Available data Block Start
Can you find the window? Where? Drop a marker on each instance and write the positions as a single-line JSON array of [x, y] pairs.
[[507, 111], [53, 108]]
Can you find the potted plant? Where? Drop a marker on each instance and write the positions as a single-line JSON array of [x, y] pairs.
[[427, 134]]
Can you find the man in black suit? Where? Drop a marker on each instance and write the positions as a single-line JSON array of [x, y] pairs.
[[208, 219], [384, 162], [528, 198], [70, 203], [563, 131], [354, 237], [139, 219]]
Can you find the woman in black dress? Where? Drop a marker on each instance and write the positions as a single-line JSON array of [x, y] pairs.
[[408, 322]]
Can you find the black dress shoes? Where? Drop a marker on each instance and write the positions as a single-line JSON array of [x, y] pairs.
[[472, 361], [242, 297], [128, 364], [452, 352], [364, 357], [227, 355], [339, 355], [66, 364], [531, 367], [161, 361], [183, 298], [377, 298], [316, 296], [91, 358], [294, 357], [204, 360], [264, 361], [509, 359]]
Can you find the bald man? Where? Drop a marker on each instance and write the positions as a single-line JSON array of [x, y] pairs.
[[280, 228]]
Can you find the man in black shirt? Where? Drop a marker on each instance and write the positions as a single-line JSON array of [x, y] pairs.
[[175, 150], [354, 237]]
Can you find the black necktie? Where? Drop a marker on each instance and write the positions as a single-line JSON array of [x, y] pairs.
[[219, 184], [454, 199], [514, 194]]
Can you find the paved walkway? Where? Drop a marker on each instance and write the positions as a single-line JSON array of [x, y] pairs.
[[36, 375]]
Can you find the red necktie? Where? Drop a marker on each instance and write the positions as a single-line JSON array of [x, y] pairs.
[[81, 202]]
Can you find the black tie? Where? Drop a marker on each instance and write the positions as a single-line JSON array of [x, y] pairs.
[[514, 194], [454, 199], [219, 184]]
Available data Block End
Every line above needs to be retyped exactly.

● **Result**
Can you find the window? Where? Drop a marker on each instance and write the positions as a single-line JSON array of [x, y] pairs.
[[507, 111], [53, 108]]
Can you find the potted plant? Where? Drop a marker on each instance and write the positions as a single-line JSON array of [x, y] pairs.
[[427, 134]]
Can you find the man in black suit? Where? Drop a marker on each instance and write the positions as a single-line JSON array of [x, y] pairs.
[[208, 219], [384, 162], [528, 198], [70, 203], [563, 131], [354, 237], [139, 219]]
Can you find the woman in black dress? Where? Drop a marker on each instance and write the positions as a single-line JSON array of [x, y] pairs.
[[408, 322]]
Can you find the black dress shoes? Where? Drop a marker on each instance and write the positions as a single-line JSON array of [x, y] pairs.
[[472, 361], [242, 297], [128, 364], [452, 352], [364, 357], [227, 355], [339, 355], [66, 364], [531, 367], [161, 361], [183, 298], [377, 298], [316, 296], [91, 358], [294, 357], [204, 360], [264, 361], [509, 359]]
Can you find the bald man? Where? Drop a marker on each instance and write the positions as a single-line JSON array of [x, y] pairs.
[[280, 228]]
Can you find the man in black shirt? Where? Drop a marker on each instance and write the positions as a single-line JSON array of [x, y] pairs.
[[175, 150], [354, 237]]
Can you find the black necktie? Where? Drop a marker on each instance and write the positions as a single-line JSON array of [x, y] pairs.
[[219, 184], [454, 199], [514, 194]]
Can you find the paved walkway? Where? Drop a marker on each instance and write the positions as a single-line JSON array of [x, y] pairs.
[[36, 375]]
Can you find the red necktie? Where? Drop a marker on each instance and write the positions as a single-line JSON array of [x, y] pairs.
[[81, 202]]
Can you find the black tie? Where? Drop a marker on each instance and write the positions as a single-line JSON array of [x, y] pairs.
[[514, 194], [454, 199], [219, 184]]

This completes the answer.